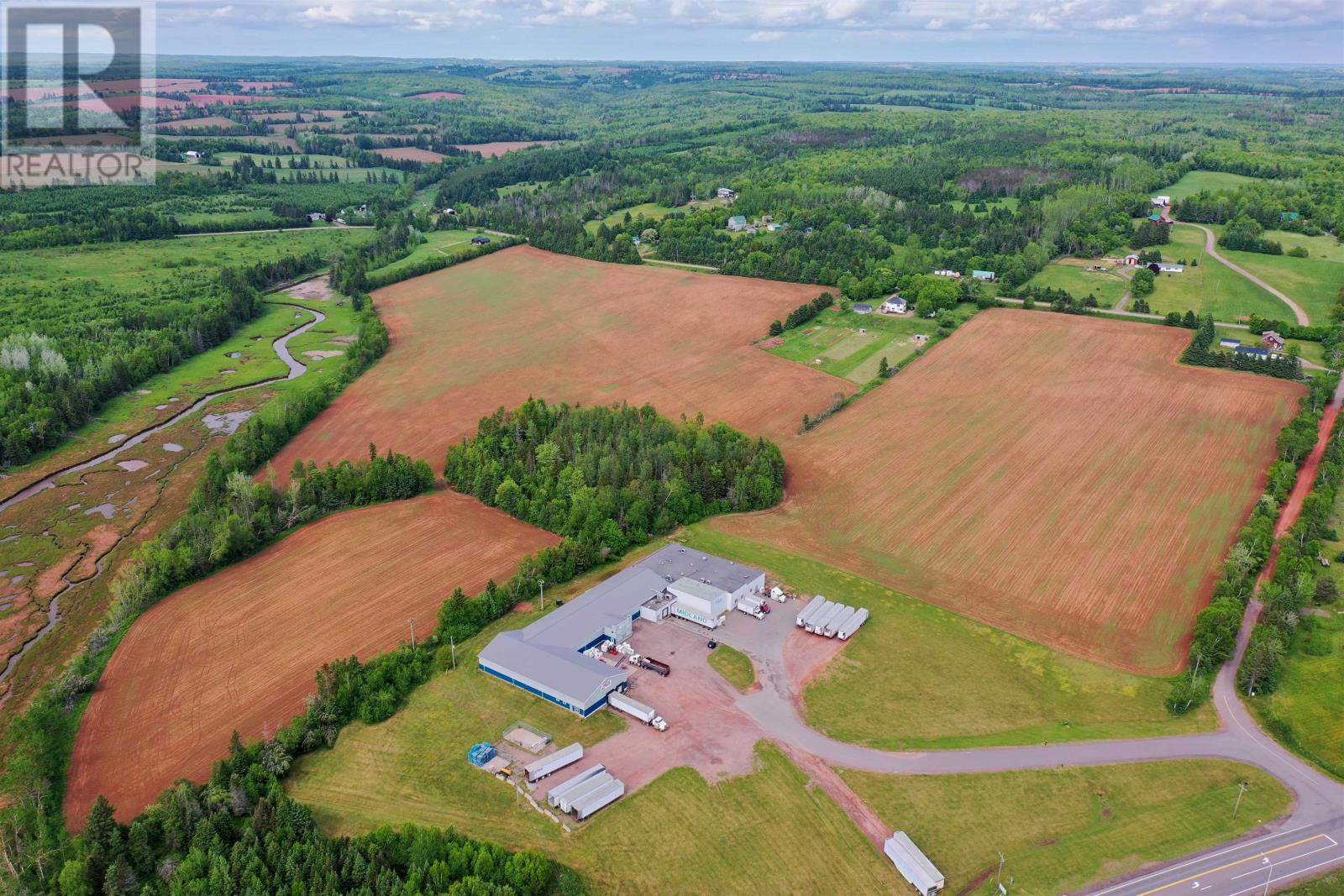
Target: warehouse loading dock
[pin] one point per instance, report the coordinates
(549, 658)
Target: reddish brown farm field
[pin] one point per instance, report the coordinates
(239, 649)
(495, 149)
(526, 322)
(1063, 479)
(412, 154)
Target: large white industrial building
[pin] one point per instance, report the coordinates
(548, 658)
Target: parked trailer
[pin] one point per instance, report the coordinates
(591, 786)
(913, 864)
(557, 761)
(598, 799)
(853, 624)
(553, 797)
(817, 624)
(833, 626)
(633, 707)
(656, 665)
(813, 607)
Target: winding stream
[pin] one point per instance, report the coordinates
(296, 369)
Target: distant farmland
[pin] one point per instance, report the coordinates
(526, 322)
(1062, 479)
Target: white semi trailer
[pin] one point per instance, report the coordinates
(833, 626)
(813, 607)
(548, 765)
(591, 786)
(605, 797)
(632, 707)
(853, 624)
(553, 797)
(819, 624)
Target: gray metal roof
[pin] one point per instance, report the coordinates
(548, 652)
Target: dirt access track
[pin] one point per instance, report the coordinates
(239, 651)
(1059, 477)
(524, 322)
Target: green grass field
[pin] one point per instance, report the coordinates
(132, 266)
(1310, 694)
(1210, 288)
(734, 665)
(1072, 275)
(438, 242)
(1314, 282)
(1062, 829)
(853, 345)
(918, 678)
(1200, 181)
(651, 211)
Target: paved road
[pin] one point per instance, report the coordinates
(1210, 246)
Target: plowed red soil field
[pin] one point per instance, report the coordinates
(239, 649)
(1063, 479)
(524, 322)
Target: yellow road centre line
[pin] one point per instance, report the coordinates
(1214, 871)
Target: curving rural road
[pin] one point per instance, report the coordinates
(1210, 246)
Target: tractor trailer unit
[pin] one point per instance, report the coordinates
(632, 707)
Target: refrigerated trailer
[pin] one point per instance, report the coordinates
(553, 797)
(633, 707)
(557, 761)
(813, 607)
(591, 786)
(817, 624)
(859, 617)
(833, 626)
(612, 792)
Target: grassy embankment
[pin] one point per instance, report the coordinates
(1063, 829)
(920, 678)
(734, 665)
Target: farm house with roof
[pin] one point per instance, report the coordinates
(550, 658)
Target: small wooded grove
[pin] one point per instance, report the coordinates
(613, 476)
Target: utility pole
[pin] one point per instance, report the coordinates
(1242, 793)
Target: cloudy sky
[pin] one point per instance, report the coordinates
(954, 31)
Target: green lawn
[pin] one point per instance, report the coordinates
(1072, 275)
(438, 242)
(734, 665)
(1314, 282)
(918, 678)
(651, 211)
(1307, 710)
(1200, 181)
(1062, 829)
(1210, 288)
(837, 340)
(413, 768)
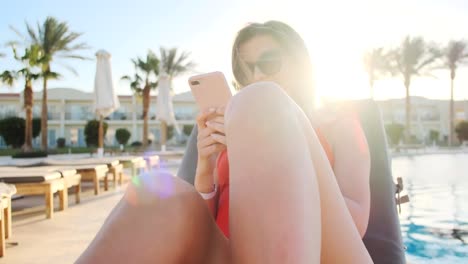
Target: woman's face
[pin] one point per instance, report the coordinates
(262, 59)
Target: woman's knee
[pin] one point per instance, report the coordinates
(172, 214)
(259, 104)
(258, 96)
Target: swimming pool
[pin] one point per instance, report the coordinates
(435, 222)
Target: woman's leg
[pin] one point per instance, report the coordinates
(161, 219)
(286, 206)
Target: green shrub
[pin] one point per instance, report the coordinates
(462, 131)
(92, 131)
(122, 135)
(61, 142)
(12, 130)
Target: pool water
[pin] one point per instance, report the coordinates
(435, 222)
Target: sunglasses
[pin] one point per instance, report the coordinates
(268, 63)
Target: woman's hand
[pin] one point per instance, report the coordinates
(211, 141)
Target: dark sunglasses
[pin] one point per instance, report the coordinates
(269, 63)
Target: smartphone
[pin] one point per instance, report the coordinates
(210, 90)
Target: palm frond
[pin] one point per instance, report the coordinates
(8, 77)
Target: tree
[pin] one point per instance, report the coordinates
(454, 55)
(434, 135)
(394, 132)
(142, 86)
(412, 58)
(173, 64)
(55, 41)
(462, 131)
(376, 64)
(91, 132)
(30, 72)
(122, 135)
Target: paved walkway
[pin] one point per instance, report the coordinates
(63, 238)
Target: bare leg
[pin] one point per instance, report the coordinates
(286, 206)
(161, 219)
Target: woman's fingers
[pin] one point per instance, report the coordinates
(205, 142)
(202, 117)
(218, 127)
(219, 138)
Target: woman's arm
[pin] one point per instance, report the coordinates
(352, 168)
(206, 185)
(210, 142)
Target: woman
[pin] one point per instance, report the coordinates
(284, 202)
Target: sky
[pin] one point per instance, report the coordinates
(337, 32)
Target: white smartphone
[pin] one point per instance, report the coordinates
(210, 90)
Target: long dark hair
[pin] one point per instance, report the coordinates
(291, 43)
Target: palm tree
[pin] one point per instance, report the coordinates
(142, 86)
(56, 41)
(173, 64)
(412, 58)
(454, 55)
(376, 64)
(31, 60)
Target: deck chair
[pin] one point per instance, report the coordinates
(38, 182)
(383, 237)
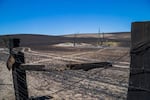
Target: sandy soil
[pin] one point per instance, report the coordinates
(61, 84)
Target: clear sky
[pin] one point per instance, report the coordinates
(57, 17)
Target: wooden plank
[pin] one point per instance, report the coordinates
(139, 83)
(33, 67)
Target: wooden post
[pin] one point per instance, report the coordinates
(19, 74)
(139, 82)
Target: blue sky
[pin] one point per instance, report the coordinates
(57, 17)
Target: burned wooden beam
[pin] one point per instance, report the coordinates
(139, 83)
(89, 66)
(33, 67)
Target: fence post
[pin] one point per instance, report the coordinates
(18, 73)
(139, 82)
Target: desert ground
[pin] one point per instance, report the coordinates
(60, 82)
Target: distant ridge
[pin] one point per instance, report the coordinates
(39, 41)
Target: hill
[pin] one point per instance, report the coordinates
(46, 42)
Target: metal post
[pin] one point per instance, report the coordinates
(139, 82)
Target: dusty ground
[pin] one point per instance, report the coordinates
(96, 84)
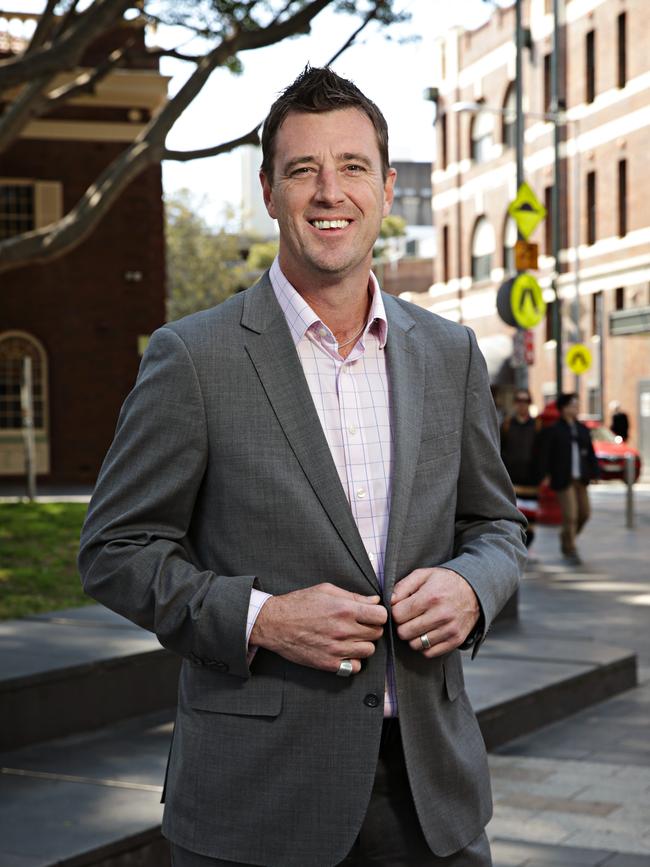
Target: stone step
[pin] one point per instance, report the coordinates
────────────────────────────────────────
Reproduce the records verbatim from their start up to and including the line containing "(1062, 479)", omitting the pictures.

RESULT FOR THIS EXERCISE:
Target: warehouse loading dock
[pin] one point per instance, report the coordinates
(549, 658)
Target: reddish brown farm field
[pin] one point per instance, report the coordinates
(239, 649)
(495, 149)
(526, 322)
(1063, 479)
(412, 154)
Target: large white industrial building
[pin] one point per instance, report the coordinates
(548, 658)
Target: parked trailer
[pin] one point per instance, report the coordinates
(591, 786)
(913, 864)
(557, 761)
(598, 799)
(853, 624)
(553, 797)
(817, 624)
(833, 626)
(633, 707)
(656, 665)
(813, 607)
Target: winding stream
[pin] one point per instance, report the coordinates
(296, 369)
Target: distant farmland
[pin] one point per instance, report the coordinates
(526, 322)
(1062, 479)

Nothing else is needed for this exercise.